» **RECORDS FOR THE TASK**
- - - - - - -

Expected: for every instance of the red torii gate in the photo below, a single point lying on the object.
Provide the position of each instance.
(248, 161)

- - - - - - -

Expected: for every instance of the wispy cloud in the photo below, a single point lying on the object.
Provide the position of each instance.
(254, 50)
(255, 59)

- - - - - - -

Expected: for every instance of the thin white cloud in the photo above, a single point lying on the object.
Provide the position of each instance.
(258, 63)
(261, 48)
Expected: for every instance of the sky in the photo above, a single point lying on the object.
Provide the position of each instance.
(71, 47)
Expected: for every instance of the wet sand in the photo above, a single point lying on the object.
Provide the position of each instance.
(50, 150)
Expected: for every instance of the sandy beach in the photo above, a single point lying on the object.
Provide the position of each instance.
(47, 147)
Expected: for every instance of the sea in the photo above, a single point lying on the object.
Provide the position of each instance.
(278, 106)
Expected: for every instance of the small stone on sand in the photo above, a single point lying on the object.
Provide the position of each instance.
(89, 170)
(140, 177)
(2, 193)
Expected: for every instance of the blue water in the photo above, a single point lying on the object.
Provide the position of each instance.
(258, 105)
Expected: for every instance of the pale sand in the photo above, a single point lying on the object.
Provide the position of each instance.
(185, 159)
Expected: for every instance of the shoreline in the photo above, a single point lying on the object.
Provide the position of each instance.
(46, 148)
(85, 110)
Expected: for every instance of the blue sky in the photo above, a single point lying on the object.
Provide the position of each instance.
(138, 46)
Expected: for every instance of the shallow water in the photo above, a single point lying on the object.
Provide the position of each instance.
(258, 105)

- - - - - - -

» **YOUR TASK**
State how many lines in the records above contain the word "blue". Give the number alone.

» **SOLVED PROBLEM**
2